## [SUPPLIED RECORDS]
————————
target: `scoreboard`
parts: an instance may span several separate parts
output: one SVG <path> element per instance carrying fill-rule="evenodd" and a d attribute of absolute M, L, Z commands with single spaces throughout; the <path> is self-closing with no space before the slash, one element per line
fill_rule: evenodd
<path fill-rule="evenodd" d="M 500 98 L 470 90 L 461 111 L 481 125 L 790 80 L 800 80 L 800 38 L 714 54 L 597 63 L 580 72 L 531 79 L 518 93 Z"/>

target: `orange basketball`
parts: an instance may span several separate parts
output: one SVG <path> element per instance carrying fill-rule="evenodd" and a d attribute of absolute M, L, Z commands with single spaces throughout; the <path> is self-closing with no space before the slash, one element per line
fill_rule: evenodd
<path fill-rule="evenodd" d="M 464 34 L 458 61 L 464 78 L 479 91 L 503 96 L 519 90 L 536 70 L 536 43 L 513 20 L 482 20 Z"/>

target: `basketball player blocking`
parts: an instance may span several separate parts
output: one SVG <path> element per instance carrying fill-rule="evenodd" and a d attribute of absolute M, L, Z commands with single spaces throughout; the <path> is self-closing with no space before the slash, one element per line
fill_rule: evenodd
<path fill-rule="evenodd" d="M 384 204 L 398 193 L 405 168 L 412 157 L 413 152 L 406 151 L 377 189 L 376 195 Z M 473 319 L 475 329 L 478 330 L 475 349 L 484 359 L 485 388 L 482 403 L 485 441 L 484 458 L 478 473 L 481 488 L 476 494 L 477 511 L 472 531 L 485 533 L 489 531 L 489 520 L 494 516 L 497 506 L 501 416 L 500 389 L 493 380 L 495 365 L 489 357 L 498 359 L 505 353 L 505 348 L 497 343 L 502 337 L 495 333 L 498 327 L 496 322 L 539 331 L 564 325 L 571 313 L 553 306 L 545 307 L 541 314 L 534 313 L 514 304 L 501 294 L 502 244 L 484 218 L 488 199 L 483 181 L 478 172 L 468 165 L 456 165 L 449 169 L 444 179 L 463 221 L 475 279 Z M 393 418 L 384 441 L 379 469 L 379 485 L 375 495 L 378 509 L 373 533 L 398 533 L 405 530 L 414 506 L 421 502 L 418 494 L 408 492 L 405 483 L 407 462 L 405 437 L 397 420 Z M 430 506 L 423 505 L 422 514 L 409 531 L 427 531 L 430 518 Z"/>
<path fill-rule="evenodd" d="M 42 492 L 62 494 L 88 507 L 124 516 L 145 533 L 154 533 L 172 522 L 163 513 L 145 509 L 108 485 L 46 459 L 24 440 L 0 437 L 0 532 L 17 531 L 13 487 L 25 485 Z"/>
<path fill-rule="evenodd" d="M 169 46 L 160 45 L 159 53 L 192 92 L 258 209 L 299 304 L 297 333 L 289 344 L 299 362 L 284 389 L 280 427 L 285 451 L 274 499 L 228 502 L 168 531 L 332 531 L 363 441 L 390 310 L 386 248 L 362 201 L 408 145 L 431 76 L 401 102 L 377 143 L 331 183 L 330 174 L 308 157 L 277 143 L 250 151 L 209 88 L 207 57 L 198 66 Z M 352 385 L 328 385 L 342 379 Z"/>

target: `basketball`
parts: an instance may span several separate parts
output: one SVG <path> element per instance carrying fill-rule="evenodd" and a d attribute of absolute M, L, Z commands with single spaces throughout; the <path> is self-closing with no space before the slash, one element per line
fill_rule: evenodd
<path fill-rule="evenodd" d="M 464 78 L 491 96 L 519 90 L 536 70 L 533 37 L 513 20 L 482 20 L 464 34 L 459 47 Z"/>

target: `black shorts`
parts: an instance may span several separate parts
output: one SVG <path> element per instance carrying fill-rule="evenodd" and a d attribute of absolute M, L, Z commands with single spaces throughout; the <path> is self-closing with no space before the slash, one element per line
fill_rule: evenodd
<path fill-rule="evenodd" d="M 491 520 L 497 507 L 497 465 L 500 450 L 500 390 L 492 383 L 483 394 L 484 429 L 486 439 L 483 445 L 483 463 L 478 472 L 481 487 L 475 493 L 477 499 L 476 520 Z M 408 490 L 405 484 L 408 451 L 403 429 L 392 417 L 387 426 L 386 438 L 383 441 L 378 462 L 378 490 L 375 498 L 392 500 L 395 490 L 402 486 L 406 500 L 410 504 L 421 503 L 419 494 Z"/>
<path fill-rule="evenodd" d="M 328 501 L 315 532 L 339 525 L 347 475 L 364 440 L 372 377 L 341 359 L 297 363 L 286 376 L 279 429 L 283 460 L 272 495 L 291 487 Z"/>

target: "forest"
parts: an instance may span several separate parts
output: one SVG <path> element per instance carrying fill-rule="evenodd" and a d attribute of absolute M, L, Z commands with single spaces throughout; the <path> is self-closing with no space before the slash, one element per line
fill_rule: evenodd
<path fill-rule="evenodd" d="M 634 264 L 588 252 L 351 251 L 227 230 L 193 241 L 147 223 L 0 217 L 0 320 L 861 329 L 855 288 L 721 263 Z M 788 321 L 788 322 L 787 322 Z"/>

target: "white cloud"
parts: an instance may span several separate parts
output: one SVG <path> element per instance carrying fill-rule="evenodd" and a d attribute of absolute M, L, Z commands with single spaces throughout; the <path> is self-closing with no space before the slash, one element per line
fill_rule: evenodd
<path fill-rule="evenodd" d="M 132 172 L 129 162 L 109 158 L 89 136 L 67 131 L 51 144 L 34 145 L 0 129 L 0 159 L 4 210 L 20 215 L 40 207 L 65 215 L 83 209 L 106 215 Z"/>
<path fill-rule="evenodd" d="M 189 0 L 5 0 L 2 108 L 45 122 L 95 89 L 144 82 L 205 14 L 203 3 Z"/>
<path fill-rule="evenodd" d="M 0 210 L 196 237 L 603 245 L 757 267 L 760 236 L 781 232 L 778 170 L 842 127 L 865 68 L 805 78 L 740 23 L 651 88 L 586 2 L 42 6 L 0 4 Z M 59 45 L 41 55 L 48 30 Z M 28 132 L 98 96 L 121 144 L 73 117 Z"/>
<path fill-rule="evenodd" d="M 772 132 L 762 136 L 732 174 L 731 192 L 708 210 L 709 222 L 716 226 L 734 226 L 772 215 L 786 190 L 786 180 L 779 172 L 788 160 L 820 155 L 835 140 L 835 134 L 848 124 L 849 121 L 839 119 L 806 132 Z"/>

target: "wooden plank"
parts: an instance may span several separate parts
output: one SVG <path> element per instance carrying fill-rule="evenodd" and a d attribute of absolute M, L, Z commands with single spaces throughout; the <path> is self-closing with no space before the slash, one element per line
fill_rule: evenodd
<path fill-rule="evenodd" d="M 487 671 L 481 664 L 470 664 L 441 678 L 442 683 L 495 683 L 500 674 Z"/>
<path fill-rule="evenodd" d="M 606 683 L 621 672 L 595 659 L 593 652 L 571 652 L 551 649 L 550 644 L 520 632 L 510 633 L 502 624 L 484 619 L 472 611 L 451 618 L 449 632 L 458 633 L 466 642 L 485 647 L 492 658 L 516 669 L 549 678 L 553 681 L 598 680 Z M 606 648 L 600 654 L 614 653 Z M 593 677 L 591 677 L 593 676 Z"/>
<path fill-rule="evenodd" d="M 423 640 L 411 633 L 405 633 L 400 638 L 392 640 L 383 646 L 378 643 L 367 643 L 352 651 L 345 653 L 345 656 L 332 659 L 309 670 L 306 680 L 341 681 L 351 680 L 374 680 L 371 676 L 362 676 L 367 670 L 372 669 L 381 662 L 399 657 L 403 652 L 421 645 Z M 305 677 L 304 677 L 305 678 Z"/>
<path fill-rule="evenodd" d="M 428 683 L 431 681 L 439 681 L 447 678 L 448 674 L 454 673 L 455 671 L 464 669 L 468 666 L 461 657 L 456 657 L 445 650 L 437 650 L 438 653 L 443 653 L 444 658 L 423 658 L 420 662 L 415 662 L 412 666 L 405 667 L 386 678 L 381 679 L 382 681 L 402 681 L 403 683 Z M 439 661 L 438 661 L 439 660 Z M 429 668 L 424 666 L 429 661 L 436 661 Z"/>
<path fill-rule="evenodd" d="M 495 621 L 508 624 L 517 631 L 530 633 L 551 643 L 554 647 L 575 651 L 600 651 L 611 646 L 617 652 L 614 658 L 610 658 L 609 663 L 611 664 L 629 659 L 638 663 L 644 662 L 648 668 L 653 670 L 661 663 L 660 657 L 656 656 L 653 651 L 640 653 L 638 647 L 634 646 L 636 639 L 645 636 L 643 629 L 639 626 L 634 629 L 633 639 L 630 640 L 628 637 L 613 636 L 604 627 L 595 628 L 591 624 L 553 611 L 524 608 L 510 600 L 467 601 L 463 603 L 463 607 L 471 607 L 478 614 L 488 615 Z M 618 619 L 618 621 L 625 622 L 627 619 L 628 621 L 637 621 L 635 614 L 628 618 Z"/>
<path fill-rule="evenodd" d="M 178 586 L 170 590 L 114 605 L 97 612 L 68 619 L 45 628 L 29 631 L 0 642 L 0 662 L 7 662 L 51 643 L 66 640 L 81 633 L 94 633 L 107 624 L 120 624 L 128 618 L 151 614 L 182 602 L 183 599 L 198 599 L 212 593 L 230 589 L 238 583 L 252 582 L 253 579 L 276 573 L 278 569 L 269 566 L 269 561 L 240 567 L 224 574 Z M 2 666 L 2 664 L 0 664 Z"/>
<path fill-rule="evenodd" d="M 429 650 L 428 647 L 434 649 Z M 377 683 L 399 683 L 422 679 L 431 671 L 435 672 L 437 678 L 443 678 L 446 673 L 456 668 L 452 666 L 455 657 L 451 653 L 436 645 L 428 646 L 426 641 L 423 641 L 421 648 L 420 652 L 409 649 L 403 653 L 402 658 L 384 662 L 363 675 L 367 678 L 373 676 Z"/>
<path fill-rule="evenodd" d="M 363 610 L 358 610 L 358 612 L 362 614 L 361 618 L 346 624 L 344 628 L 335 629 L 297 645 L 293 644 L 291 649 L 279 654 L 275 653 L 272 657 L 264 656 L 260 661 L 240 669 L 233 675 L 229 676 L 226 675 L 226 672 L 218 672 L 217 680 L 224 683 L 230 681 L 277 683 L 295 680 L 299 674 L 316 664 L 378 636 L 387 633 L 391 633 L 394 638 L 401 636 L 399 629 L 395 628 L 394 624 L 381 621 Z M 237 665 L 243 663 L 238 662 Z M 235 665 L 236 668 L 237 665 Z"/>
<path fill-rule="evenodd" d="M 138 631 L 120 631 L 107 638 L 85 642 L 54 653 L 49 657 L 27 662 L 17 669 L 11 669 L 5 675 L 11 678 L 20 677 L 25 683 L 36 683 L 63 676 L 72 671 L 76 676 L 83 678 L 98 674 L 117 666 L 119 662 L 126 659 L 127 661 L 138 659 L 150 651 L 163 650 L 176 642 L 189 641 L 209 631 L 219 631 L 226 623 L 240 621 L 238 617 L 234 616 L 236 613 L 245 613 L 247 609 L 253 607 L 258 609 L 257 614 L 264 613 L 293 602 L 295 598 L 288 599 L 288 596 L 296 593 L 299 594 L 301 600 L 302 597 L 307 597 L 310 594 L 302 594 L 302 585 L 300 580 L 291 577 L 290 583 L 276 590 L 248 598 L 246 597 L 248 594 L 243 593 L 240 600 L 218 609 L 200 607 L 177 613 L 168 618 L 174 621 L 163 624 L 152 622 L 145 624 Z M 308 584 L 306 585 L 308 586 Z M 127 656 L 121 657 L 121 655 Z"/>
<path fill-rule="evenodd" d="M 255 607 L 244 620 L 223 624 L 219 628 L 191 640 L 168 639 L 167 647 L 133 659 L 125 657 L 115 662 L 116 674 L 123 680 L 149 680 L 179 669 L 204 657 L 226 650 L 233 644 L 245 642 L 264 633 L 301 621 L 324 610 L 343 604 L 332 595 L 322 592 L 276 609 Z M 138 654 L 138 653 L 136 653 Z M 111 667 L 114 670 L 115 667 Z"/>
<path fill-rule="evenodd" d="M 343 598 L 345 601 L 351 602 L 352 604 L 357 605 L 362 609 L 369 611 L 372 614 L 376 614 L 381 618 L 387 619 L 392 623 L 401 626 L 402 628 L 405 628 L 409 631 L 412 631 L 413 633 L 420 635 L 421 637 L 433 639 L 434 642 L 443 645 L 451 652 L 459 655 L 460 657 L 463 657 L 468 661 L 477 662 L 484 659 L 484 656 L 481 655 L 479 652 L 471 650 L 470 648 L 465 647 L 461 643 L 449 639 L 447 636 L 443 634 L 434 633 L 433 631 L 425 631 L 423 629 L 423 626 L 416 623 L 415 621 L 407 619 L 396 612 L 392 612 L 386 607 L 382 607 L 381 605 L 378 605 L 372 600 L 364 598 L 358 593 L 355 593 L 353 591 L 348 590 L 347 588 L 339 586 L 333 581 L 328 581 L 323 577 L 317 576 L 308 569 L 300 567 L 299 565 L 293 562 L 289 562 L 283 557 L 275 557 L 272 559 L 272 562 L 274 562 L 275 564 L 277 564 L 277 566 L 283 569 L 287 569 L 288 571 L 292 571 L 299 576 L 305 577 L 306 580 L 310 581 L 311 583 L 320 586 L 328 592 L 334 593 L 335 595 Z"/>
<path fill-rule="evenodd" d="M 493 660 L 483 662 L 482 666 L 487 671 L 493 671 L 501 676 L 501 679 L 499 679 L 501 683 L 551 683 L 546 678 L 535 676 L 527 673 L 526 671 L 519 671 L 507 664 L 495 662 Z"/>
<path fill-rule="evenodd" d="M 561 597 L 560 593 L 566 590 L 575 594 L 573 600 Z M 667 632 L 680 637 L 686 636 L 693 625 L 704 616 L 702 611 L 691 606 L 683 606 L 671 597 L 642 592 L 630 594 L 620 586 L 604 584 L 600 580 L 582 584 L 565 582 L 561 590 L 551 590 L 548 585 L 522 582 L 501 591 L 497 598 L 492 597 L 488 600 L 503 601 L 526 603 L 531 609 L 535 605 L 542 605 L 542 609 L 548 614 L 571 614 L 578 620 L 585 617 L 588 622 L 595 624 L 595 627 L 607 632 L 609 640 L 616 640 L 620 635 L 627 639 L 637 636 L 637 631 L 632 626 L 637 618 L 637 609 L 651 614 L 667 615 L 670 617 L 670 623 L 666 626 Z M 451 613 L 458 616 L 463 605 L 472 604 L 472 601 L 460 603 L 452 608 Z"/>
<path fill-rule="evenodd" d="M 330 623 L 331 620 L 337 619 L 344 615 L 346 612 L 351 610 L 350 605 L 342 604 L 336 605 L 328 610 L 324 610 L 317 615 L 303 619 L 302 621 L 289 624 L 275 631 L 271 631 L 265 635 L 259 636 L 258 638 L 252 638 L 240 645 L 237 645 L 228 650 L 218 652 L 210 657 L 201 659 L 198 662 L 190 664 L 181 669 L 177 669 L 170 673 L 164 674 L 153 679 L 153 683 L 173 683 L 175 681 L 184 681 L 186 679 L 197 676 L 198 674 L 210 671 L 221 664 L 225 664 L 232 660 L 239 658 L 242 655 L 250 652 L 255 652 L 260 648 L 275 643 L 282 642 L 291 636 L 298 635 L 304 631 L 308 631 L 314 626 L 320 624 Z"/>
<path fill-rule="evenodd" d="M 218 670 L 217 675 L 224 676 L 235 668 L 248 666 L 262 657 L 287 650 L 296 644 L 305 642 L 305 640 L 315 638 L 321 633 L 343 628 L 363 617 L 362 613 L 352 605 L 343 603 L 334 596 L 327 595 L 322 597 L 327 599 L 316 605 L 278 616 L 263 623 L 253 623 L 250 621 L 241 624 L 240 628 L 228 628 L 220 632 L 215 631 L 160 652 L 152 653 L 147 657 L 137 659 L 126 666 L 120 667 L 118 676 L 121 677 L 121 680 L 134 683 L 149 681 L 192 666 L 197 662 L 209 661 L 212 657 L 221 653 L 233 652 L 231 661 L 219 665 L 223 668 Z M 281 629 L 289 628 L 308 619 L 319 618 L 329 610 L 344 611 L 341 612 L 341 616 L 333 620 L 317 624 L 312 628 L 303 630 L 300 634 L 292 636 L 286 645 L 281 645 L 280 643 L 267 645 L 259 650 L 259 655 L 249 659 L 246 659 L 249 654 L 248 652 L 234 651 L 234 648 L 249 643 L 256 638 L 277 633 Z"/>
————————
## [TASK TO COMPLETE]
The lines to return are those in the material above that hold "basketball".

## [WRITTEN RESPONSE]
target: `orange basketball`
target: `basketball player blocking`
target: `basketball`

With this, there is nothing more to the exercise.